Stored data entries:
>>

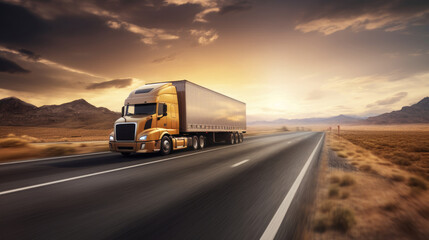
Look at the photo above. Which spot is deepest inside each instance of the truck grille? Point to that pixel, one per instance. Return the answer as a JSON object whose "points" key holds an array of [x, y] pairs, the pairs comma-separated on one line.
{"points": [[125, 132]]}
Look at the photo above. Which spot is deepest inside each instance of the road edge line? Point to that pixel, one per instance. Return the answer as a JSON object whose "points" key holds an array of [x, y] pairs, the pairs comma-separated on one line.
{"points": [[275, 223]]}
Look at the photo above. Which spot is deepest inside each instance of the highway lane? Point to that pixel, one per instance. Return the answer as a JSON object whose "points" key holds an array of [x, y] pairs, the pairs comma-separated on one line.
{"points": [[222, 192]]}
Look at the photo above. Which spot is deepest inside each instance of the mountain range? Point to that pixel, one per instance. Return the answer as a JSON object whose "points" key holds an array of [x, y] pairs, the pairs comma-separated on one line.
{"points": [[416, 113], [75, 114], [81, 114]]}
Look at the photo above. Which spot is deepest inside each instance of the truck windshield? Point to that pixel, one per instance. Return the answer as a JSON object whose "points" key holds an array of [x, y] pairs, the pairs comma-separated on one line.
{"points": [[141, 109]]}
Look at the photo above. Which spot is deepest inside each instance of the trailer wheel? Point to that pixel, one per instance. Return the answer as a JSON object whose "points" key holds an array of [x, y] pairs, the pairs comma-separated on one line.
{"points": [[202, 142], [165, 145], [230, 139], [194, 142], [236, 138]]}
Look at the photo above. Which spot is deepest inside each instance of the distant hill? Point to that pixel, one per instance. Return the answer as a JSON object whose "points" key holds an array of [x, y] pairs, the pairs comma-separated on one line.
{"points": [[416, 113], [340, 119], [75, 114]]}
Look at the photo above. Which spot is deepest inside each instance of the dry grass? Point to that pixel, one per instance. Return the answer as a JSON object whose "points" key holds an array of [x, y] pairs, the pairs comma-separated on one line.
{"points": [[385, 200], [45, 134], [19, 148], [407, 149]]}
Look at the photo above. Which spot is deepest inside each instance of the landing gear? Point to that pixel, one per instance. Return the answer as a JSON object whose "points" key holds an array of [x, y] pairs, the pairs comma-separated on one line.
{"points": [[165, 145], [240, 137], [230, 139], [194, 142], [201, 142]]}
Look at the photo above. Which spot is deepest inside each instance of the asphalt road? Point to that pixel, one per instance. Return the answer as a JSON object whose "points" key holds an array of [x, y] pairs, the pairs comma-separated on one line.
{"points": [[259, 189]]}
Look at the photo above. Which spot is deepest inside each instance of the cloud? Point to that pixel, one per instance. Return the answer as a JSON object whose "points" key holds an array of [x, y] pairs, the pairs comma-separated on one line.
{"points": [[337, 15], [236, 6], [204, 37], [388, 101], [165, 59], [200, 17], [29, 54], [148, 35], [11, 67], [204, 3], [115, 83]]}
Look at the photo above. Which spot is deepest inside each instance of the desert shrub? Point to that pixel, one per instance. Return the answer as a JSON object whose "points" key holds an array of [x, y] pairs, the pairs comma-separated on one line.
{"points": [[402, 162], [406, 225], [326, 206], [424, 212], [13, 142], [30, 139], [333, 191], [403, 158], [390, 207], [320, 224], [53, 151], [397, 178], [417, 183], [336, 149], [419, 149], [342, 219], [345, 195], [334, 179], [347, 180], [365, 168]]}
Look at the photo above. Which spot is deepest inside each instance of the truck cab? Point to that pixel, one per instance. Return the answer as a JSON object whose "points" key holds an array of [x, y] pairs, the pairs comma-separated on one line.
{"points": [[162, 117], [149, 113]]}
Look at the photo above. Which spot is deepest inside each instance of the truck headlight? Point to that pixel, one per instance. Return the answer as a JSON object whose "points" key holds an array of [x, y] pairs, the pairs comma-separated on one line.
{"points": [[143, 138]]}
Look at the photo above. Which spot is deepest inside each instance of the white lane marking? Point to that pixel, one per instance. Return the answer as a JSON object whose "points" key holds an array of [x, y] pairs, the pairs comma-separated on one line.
{"points": [[273, 227], [51, 158], [90, 154], [108, 171], [239, 163], [112, 170]]}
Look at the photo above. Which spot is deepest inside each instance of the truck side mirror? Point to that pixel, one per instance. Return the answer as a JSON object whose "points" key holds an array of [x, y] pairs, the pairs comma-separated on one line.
{"points": [[164, 110]]}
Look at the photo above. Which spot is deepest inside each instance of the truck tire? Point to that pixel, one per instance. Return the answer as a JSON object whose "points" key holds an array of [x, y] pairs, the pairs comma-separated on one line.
{"points": [[230, 139], [194, 142], [201, 142], [165, 145]]}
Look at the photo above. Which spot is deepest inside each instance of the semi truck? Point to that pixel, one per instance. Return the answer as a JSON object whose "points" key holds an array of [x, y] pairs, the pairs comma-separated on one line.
{"points": [[166, 116]]}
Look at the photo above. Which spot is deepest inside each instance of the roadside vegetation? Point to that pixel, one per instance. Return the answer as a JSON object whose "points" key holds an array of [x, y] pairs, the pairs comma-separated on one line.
{"points": [[14, 147], [372, 194]]}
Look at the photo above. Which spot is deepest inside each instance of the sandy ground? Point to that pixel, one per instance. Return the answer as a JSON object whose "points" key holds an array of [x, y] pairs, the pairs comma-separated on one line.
{"points": [[363, 196]]}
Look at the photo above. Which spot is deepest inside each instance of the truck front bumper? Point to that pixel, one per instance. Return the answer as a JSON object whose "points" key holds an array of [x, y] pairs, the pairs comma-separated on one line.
{"points": [[140, 147]]}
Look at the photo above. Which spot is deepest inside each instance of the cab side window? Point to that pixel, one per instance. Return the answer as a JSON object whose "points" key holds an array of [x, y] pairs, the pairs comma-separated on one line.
{"points": [[160, 108]]}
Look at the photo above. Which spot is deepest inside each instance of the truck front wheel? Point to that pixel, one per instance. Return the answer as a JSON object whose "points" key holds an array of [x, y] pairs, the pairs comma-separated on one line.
{"points": [[165, 145]]}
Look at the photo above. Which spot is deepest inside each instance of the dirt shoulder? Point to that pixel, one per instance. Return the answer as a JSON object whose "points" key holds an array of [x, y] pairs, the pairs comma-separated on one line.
{"points": [[362, 195]]}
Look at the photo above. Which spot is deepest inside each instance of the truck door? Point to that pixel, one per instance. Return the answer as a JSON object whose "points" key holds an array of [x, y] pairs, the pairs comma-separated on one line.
{"points": [[162, 120], [173, 117]]}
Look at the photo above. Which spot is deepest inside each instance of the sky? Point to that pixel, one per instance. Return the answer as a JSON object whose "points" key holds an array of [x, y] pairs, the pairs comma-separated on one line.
{"points": [[284, 59]]}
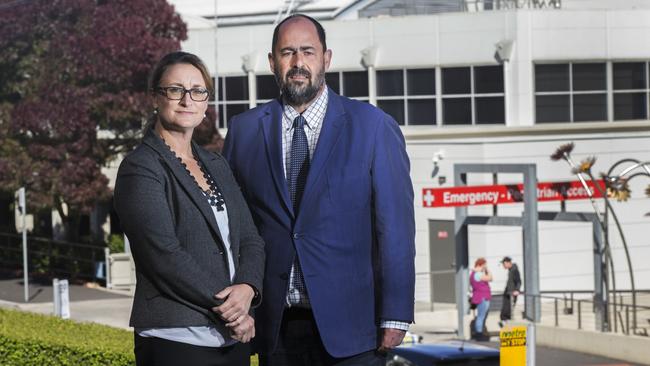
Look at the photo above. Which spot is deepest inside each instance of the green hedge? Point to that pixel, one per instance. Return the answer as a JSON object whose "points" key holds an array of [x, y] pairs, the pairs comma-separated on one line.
{"points": [[28, 339], [34, 339]]}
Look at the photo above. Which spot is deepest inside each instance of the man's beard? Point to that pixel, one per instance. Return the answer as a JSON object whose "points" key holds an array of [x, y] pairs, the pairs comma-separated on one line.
{"points": [[299, 94]]}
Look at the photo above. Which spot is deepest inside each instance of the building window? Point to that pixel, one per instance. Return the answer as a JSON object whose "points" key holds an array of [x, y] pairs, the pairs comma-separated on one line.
{"points": [[631, 90], [574, 92], [473, 95], [233, 97], [267, 88], [355, 84], [408, 95]]}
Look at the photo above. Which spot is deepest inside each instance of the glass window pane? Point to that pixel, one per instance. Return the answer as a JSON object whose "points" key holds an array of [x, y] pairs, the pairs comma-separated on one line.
{"points": [[490, 110], [332, 80], [232, 110], [457, 111], [220, 88], [221, 117], [236, 88], [589, 77], [590, 107], [393, 107], [456, 80], [267, 88], [552, 108], [421, 81], [488, 79], [630, 75], [552, 77], [211, 99], [630, 106], [355, 83], [422, 111], [390, 83]]}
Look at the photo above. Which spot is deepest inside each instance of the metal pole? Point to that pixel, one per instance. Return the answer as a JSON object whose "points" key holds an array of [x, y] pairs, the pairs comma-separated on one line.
{"points": [[579, 314], [530, 344], [556, 315], [56, 297], [22, 203], [107, 260], [216, 77]]}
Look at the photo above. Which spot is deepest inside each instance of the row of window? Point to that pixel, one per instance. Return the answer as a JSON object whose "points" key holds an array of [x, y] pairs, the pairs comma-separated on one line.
{"points": [[577, 92], [475, 95], [470, 95]]}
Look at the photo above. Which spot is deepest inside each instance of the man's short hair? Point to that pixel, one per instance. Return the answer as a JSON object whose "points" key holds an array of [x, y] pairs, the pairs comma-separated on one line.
{"points": [[319, 29]]}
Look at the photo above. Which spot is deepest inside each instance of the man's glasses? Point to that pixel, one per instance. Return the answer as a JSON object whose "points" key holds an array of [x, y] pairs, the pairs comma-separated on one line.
{"points": [[178, 93]]}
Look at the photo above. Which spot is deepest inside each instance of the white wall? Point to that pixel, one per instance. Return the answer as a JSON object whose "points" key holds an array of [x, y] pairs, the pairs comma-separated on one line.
{"points": [[469, 39], [565, 247]]}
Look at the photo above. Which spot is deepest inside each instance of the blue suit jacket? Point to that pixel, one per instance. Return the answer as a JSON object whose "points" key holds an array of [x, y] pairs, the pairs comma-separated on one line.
{"points": [[354, 231]]}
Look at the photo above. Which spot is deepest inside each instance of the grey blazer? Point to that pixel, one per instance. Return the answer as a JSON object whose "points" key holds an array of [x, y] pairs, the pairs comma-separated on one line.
{"points": [[179, 255]]}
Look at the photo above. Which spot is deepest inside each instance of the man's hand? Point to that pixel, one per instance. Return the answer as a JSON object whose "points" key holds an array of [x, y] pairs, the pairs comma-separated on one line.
{"points": [[391, 338], [237, 302], [242, 329]]}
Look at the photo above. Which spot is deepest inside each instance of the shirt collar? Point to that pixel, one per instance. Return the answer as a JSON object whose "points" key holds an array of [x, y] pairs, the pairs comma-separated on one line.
{"points": [[314, 114]]}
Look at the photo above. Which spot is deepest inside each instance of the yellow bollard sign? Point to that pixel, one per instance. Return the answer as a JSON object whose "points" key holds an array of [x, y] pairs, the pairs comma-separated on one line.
{"points": [[513, 345]]}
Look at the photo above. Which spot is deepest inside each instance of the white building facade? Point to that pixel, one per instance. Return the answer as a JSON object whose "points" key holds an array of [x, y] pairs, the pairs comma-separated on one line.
{"points": [[479, 85]]}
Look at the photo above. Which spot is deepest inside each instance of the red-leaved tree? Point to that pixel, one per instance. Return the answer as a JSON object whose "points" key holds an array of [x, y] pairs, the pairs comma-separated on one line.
{"points": [[73, 93]]}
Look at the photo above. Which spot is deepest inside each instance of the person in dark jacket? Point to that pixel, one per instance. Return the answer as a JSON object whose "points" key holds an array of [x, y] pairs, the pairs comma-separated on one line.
{"points": [[479, 279], [199, 259], [511, 291]]}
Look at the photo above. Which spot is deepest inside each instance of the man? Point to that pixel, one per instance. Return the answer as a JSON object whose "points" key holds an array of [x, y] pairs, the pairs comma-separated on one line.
{"points": [[512, 289], [327, 181]]}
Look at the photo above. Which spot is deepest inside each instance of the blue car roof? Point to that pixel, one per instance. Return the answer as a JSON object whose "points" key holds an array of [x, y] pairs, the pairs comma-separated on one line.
{"points": [[444, 351]]}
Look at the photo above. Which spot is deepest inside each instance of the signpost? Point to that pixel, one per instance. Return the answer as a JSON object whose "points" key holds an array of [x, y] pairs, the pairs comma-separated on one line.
{"points": [[517, 345], [22, 206], [505, 193], [61, 298]]}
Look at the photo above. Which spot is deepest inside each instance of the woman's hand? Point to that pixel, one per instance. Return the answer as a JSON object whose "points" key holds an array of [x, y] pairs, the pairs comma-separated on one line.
{"points": [[242, 329], [237, 302]]}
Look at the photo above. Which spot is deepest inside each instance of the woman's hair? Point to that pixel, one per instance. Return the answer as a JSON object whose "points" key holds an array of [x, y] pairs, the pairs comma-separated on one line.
{"points": [[170, 59], [175, 58]]}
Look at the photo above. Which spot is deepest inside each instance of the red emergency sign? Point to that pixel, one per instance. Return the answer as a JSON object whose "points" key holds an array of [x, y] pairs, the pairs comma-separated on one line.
{"points": [[504, 193]]}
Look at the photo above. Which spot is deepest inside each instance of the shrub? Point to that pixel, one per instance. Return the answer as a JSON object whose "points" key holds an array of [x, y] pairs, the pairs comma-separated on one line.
{"points": [[28, 339], [116, 243], [34, 339]]}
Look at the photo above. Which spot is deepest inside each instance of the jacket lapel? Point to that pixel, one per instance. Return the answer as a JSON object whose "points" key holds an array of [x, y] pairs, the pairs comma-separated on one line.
{"points": [[330, 132], [272, 127], [220, 176], [187, 182]]}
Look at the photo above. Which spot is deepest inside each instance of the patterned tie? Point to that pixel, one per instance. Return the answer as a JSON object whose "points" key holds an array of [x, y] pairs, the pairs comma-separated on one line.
{"points": [[298, 169], [298, 163]]}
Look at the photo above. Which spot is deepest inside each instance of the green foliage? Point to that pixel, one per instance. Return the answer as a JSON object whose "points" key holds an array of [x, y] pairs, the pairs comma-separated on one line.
{"points": [[33, 339], [116, 243], [28, 339]]}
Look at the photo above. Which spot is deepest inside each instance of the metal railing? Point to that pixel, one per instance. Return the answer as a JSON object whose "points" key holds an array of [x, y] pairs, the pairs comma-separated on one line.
{"points": [[48, 257], [486, 5], [576, 309]]}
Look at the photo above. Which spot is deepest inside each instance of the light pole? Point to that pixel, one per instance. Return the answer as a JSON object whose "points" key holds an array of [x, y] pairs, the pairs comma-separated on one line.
{"points": [[22, 206], [616, 186]]}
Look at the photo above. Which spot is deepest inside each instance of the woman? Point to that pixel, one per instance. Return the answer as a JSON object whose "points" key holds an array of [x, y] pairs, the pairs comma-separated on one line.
{"points": [[199, 260], [479, 278]]}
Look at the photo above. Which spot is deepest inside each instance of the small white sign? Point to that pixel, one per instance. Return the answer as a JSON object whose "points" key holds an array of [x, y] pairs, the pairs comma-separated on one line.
{"points": [[61, 298], [64, 296]]}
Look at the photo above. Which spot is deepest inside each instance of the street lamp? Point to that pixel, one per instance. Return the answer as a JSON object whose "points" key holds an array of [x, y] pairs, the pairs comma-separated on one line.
{"points": [[616, 186]]}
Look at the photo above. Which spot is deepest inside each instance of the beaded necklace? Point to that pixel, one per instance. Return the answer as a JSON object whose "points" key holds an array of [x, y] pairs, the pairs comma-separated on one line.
{"points": [[214, 195]]}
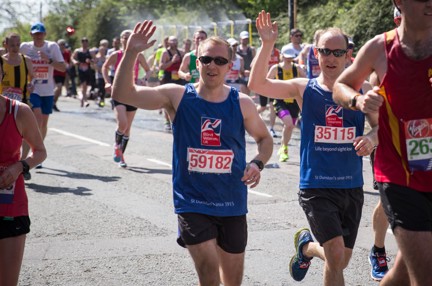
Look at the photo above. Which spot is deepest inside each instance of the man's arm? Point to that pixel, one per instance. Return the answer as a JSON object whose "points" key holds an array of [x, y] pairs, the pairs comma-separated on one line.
{"points": [[256, 127], [74, 57], [124, 89], [184, 71], [364, 145], [371, 57], [105, 71], [258, 82]]}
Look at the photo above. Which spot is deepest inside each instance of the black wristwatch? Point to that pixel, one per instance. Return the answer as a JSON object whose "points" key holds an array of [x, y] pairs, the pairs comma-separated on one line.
{"points": [[26, 167], [259, 163], [353, 102]]}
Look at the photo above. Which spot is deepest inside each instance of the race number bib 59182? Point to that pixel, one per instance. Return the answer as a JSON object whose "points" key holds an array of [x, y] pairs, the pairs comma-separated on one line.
{"points": [[333, 134], [418, 134], [210, 161]]}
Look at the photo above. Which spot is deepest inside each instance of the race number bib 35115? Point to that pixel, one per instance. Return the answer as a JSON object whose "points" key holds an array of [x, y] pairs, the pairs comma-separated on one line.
{"points": [[333, 134], [418, 134], [210, 161]]}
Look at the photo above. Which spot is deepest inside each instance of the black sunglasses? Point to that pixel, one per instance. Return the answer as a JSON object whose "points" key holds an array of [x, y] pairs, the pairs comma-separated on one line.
{"points": [[337, 53], [206, 60]]}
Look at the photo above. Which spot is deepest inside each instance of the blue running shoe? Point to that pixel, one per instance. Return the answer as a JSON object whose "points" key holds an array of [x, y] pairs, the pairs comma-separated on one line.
{"points": [[299, 264], [378, 261]]}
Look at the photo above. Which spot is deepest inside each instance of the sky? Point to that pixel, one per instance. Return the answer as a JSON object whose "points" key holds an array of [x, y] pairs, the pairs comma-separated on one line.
{"points": [[29, 11]]}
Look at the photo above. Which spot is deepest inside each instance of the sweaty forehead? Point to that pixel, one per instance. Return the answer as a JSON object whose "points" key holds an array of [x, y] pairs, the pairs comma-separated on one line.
{"points": [[213, 49], [332, 40]]}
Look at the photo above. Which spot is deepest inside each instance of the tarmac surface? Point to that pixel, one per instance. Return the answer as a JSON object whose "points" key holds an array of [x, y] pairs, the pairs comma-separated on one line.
{"points": [[94, 223]]}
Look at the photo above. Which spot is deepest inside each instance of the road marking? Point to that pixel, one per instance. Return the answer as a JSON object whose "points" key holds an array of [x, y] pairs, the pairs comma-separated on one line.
{"points": [[160, 162], [260, 194], [80, 137]]}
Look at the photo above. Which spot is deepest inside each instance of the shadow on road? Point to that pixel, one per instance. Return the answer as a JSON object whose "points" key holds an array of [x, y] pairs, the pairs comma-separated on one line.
{"points": [[79, 191], [149, 171], [75, 175]]}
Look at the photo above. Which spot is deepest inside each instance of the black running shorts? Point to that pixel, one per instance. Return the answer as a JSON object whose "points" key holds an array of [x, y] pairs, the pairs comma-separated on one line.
{"points": [[14, 226], [407, 208], [333, 212], [229, 232]]}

<<

About this exercise:
Restate word for word the lines above, beginning with the one that contains "the black running" and ending with the last line.

Answer below:
Look at the photo above. Which spot is deepest inside each instance of the black running shorts? Point to that pixel, one per instance. Return the answer as a JSON object whose "points" key holds an array of [x, y] pairs, the pairs comma-separated on one line.
{"points": [[14, 226], [407, 208], [333, 212], [229, 232]]}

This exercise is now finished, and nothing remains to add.